Segment Open

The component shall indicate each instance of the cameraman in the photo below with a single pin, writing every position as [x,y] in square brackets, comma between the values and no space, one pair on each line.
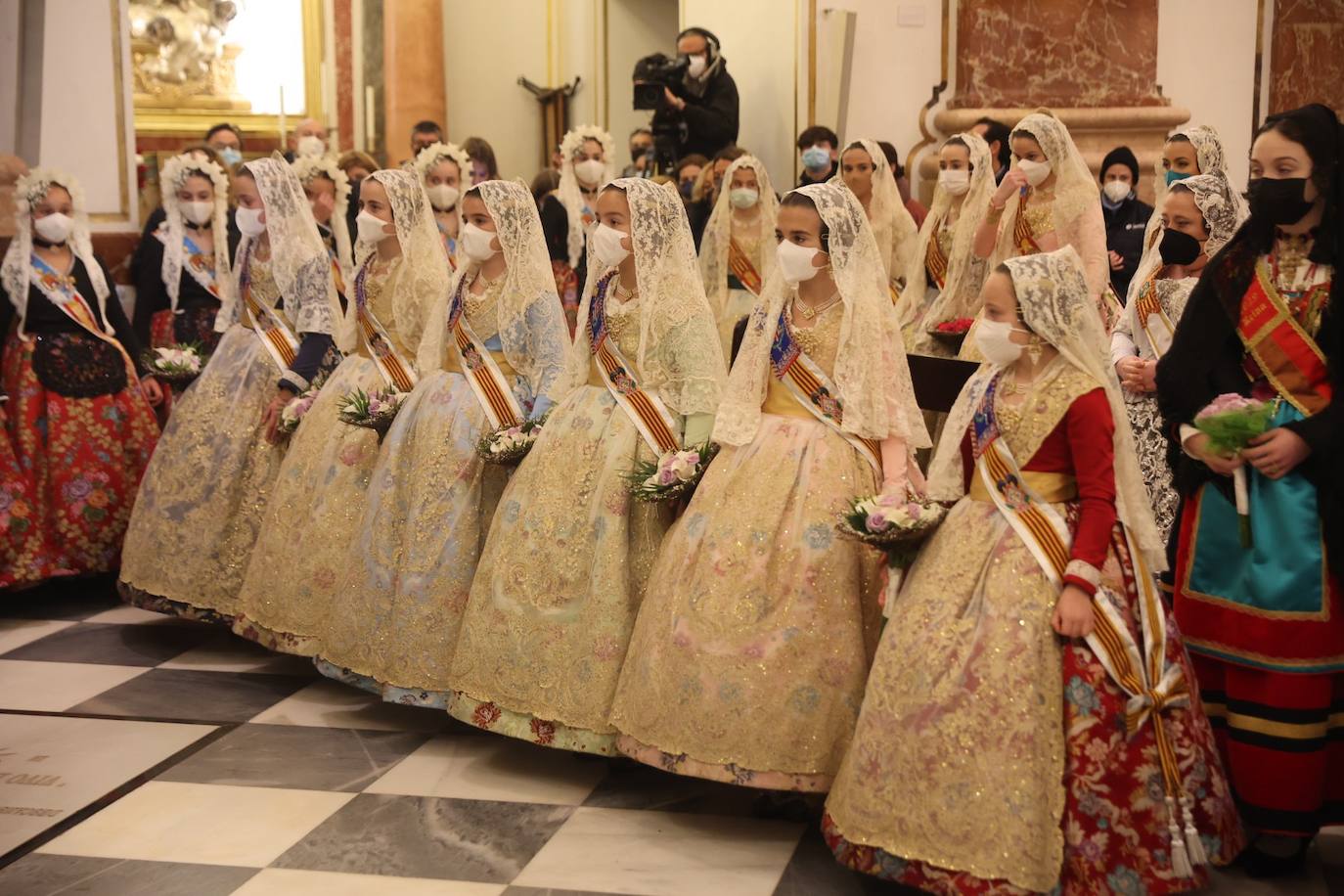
[700,109]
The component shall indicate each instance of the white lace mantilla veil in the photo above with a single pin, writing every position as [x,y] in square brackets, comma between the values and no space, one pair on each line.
[528,308]
[423,278]
[17,269]
[309,166]
[568,191]
[951,302]
[870,371]
[893,226]
[1077,199]
[173,175]
[690,375]
[1053,302]
[1213,162]
[718,230]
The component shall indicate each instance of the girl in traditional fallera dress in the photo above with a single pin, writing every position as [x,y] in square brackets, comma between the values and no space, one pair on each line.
[78,416]
[1199,216]
[991,755]
[737,250]
[944,280]
[753,641]
[431,496]
[588,160]
[1046,201]
[568,553]
[1265,619]
[317,501]
[184,263]
[865,169]
[202,499]
[445,171]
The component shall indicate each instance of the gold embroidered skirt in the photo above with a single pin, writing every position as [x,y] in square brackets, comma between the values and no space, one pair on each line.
[751,648]
[558,583]
[311,518]
[203,495]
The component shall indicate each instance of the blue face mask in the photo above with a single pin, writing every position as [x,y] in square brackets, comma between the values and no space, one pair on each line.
[816,158]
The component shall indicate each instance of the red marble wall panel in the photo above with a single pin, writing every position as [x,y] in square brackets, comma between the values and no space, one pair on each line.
[1074,54]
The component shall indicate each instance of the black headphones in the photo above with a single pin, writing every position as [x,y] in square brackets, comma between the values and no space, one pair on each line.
[708,39]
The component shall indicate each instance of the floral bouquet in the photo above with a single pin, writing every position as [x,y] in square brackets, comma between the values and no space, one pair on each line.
[672,475]
[1230,422]
[371,410]
[894,522]
[510,443]
[176,364]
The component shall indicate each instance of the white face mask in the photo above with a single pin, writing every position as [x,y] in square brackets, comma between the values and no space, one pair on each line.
[994,338]
[371,229]
[198,212]
[54,227]
[953,180]
[796,262]
[476,242]
[248,222]
[590,171]
[743,197]
[442,197]
[1035,171]
[1116,190]
[606,246]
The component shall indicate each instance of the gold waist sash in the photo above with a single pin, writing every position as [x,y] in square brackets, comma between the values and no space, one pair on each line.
[1053,488]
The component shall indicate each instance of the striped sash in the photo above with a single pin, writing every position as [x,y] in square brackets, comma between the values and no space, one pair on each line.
[395,371]
[269,323]
[1142,670]
[62,293]
[487,379]
[815,391]
[646,410]
[743,269]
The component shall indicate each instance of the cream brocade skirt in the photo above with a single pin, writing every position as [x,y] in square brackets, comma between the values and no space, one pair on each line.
[409,571]
[558,583]
[313,514]
[202,499]
[959,754]
[751,649]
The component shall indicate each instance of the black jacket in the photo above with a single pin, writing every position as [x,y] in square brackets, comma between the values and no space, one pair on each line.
[710,121]
[1125,236]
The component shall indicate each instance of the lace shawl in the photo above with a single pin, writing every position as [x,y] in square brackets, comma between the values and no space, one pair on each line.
[870,371]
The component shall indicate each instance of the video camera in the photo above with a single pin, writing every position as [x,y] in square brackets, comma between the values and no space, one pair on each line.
[652,74]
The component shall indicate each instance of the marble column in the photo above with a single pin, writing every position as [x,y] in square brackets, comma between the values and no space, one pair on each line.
[1307,64]
[1093,62]
[413,71]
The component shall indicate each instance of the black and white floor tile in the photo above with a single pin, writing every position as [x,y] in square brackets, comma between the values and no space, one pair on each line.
[141,755]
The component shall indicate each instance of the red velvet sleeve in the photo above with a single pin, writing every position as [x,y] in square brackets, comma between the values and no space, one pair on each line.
[1091,430]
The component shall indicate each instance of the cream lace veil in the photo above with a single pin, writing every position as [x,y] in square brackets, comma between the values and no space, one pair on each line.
[528,309]
[893,227]
[718,231]
[870,371]
[568,191]
[680,355]
[1053,302]
[175,173]
[957,298]
[17,269]
[298,258]
[309,166]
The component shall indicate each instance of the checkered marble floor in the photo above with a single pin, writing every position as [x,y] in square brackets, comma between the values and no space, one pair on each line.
[147,755]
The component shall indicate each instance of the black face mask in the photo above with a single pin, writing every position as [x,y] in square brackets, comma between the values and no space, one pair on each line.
[1279,201]
[1178,247]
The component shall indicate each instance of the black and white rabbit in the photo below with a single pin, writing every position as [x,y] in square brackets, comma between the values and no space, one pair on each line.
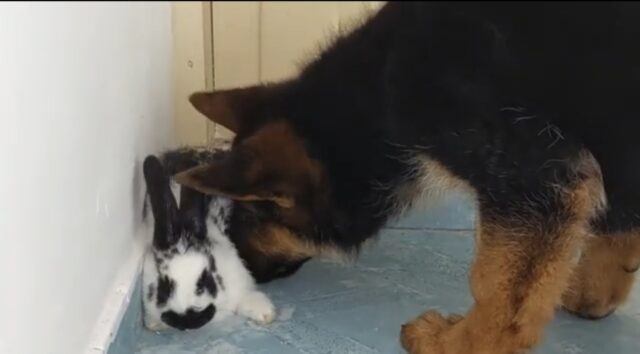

Segment Closed

• **Problem details**:
Your reply should be the entries copied exactly, with all images omitted.

• **Expected output**:
The component shall indicate each instance of the cameraman in the photo below with a single pin, writing every position as [x,y] in square brackets, comma between the values and no space, one pair on each line.
[700,109]
The component shall indicate each instance of the white lace mantilla veil in the photo above with a single pin, writing every position as [x,y] in square brackets, comma between the values and no space, one pair on each line.
[528,308]
[423,278]
[17,269]
[309,166]
[568,191]
[951,302]
[870,371]
[893,226]
[1077,199]
[173,175]
[690,375]
[1053,302]
[1213,162]
[718,230]
The component shall indicate each instance of the girl in traditional fallera dress in the photo above with a single pin, writing every position as [x,y] in square brackets, comma between the values and no space, one pair on each line.
[78,416]
[1199,216]
[991,755]
[737,250]
[944,280]
[753,641]
[431,496]
[588,160]
[1046,201]
[568,553]
[1265,619]
[317,501]
[184,263]
[865,169]
[202,499]
[445,171]
The component shall indicate each instance of the gold embroidered skirt in the photo above with a single pin, writing every position as [x,y] in square brackets, comma between the values and no space, one pair on each line.
[751,648]
[558,583]
[311,518]
[203,495]
The component shall indicate each instance of the blue face mask in the photo above with a single pin, writing every position as [x,y] in square brackets, comma between the values and no space, one pair on each line.
[816,158]
The component shall indicate each instance of the red marble wall panel in the photo above with a single pin, writing every position as [x,y] in square brackets, comma between the values and no space, one pair on each line.
[1074,54]
The component shall indicate each instance of the black headphones in the photo above with a single pin, writing every position as [x,y] in square brackets, comma between the values and no space, one pair on each line.
[708,39]
The component shall indicate each instance of the floral bouquet in the photo above with a single pin, writing every position as [x,y] in square brackets, comma between the values and no space, one pair on each line.
[672,475]
[1230,422]
[371,410]
[894,522]
[510,443]
[176,364]
The component shall indicate each instance of the white face mask in the photo above with a single pin, writing every position as [x,y] in square brackets, comma between the values and no space, one pair on each line.
[994,338]
[371,229]
[198,212]
[54,227]
[953,180]
[796,262]
[476,242]
[248,222]
[590,171]
[743,197]
[442,197]
[1035,171]
[1116,190]
[606,246]
The component shall indicate each instance of the gold waist sash in the photo above with a single pin, writing every position as [x,y] in square brackets, comma between the values and no space, one pair on each line.
[1053,488]
The component shall indicate each instance of the striped sash in the photo above with a single pin, writing every position as [x,y] in square brackets, comma between the values and no space, one pair on each line.
[395,371]
[269,323]
[1142,670]
[62,293]
[487,379]
[815,391]
[646,410]
[743,269]
The component shall indicate each instance of the cream brocade skirt in the photo above with a single pin, writing every position as [x,y] in square brackets, comma between the values and no space, one pair on each line.
[409,571]
[558,583]
[313,514]
[202,499]
[959,754]
[751,649]
The component shall indicate each instance of the black jacket in the photo above with a single pin, writing every position as [x,y] in square brackets, comma between the values and no space, one pair on each line.
[710,121]
[1125,236]
The component shall indicate each instance of the lace shawl in the photo above with a single pin, writing every position as [x,y] in square brackets, comma between the values and no space, one pair on each line.
[870,371]
The component shall indicate each instance of the video camera in the photo above with a single pin, writing every position as [x,y] in square brackets, comma between the values and no space, one pair on each line.
[652,74]
The component shall indicate each instance of the marble column in the photo above with a single pin, writing every position as [x,y] in square brackets, comma between the values and no space, one pair on each line.
[1307,64]
[1093,62]
[413,71]
The component shall indicate each instance of the black and white floor tile in the photo above with a single pin, writing every position as [x,y] in square brackets, comma between the values and no space, one pair on each line.
[141,755]
The component shall indicate each instance of the red velvet sleeve in the photo above with a single pin, writing every position as [x,y] in square brackets, comma between the values and no space, one pair on each line.
[1091,430]
The component shall indicate each instance of the cream lace veil in the photo above with a single pin, writing every position as [x,y] in square brackets, comma between the values and no space, one pair on each line.
[528,309]
[893,227]
[718,231]
[870,371]
[568,191]
[680,355]
[1053,302]
[175,173]
[957,298]
[17,269]
[298,258]
[309,166]
The component shall indicate each instance of the checkered marble floor in the photo above with a single pin, writing every position as [x,y] in square brackets, comma between the values and no space, one pair on each line.
[147,755]
The component shall indicate each instance of the black face mask in the photo above with a single pin, writing every position as [x,y] in square brackets, comma between the values and no space, one pair on each line.
[1279,201]
[1178,247]
The component shall indicate each instance of the black and white rabbit in the photo below with a single pin, writing every position as [x,y] in square brackets, comma between the values and no space, one pair on each line.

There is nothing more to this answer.